**Document excerpt**
On September 3, 1939 Wicher was lost in a Stuka attack but the other three destroyers managed to reach Great Britain with the fall of Poland. After Grom was lost to an air attack on May 5, 1940 during the Norwegian campaign, the free Polish Navy would have been down to two destroyers, except for an event that occurred two days earlier. The Polish government in exile still had crew to man ships but did not have the ships. On the other hand Great Britain needed both ships and crews. One answer to the crew problem was to transfer units to the Polish navy operating in Britain. These units were to be "on loan" for the duration of the war and were not permanently ceded to Poland. On May 3, 1940 Great Britain transferred one of her G Class destroyers, HMS Garland, to the Polish navy. Although HMS Garland was in the eastern Mediterranean off of Greece, she was now the O.R.P. Garland as the Polish government decided to keep her original name. O.R.P. is the abbreviation for Okret Rzeczypospolitey Polskie (Warship of the Polish Republic). At Malta the new O.R.P. Garland raised the Polish flag to her masthead with at least a partial Polish crew. As her first mission in the Polish navy, she escorted a merchant ship of Polish military evacuees from the Balkans. It wasnít until September 3 that Garland reached Britain. On September 26 she was assigned to Plymouth and was incorporated into the Polish Squadron, RN 5th Destroyer Flotilla, with the balance of a Polish crew. The initial mission was as escort in the Western Approaches. The first commander of O.R.P. Garland was Kdr. Ppor. (Komandor Podporucznik equivalent to Commander) A. Doroszewski.
The Royal Navy G Class destroyers were laid down in fall 1934. As usual there were eight in the class and they were further refinements of the original A Class of 1928. Indeed the G Class had the same displacement of 1,350-tons standard as the A Class, although the full load displacement of 1,854-tons was 81-tons heavier. The machinery produced the same 34,000 shp of the A Class but produced a full 36-knot maximum speed, which was three-quarters of a knot faster. Initial armament was four 4.7-inch guns, eight .50 machine guns in two quadruple mounts and eight 21-inch torpedoes in two quadruple mounts. The class was given a tripod mainmast, which distinguished them from the previous F Class.
Spring and summer 1940 presented a series of unmitigated disasters as country after country fell to Blitzkrieg. At the conclusion the front line had become the coastline of the English Channel. Now the emphasis of RN destroyer operations shifted. With French ports available, German U-Boats became far more lethal, as their range and length of patrol greatly increased. With the fall of France, not only did the aerial Battle of Britain begin but also the far more lengthy Battle of the Atlantic. In this battle ASW became the key mission of almost every RN destroyer, including the Polish flotilla. In summer of 1940 the Polish 5th Destroyer Flotilla was moved to Greenock near Glasgow, Scotland for convoy escort duty. Not only did the O.R.P. Garland have to fight German submarines and aircraft, they had to fight the weather. Weather conditions in the North Atlantic were far harsher than the land enclosed Baltic Sea. In November 1940, while serving as escort for HMS Revenge, two men were lost overboard from Garland. The destroyer suffered damage to her superstructure as well because of the very rough seas. However, Garland, was quickly back in action and on January 22, 1941 left for Canada on a west bound convoy escort. Garland often worked in company with the most modern Polish destroyer, the ORP Piorun an N Class destroyer, originally named HMS Nerissa.

**Activity list**
A. Could you return, word for word, the portion of the O.R.P. Garland passage starting at "The Royal Navy" and ending at "previous F Class."?
B. What do these questions about the O.R.P. Garland passage have as answers?
(i) On what date did Great Britain transfer HMS Garland to the Polish navy?
(ii) What was the full load displacement of the G Class destroyers?
(iii) Where was the Polish 5th Destroyer Flotilla moved in the summer of 1940?
C. How would you put this sentence from the O.R.P. Garland passage into Spanish: "At the conclusion the front line had become the coastline of the English Channel."
The entries that come next were taken from a different source than the O.R.P. Garland passage.

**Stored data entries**
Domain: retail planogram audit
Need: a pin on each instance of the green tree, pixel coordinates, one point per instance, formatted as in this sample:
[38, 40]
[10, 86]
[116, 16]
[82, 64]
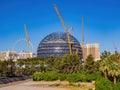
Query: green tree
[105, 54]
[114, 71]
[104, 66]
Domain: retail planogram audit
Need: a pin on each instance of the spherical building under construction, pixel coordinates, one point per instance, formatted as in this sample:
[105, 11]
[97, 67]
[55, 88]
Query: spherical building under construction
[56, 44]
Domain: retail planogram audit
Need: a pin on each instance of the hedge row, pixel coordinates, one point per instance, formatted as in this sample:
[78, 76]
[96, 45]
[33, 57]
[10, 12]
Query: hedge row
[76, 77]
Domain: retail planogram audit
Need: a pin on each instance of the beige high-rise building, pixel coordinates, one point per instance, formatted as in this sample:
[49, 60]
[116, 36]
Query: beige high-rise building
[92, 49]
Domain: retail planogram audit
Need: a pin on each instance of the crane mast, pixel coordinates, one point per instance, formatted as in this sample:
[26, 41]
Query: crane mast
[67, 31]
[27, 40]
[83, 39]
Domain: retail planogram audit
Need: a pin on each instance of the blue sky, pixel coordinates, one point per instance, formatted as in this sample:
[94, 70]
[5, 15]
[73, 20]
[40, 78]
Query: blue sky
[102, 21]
---
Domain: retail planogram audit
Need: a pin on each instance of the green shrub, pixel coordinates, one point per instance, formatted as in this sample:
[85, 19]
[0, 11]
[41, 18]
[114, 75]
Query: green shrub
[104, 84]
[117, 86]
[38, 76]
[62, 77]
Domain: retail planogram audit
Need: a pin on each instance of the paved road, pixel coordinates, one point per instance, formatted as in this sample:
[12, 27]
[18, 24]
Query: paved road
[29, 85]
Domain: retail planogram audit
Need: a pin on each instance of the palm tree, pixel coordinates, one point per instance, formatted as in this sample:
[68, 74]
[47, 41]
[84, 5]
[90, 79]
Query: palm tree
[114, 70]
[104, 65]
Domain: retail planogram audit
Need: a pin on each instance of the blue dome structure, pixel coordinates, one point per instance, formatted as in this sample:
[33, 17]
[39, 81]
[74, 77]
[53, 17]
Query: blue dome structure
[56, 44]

**Numbered responses**
A.
The Royal Navy G Class destroyers were laid down in fall 1934. As usual there were eight in the class and they were further refinements of the original A Class of 1928. Indeed the G Class had the same displacement of 1,350-tons standard as the A Class, although the full load displacement of 1,854-tons was 81-tons heavier. The machinery produced the same 34,000 shp of the A Class but produced a full 36-knot maximum speed, which was three-quarters of a knot faster. Initial armament was four 4.7-inch guns, eight .50 machine guns in two quadruple mounts and eight 21-inch torpedoes in two quadruple mounts. The class was given a tripod mainmast, which distinguished them from the previous F Class.

B.
(i) May 3, 1940
(ii) 1,854 tons
(iii) Greenock, near Glasgow, Scotland

C. Al final, la línea del frente se había convertido en la costa del canal de la Mancha.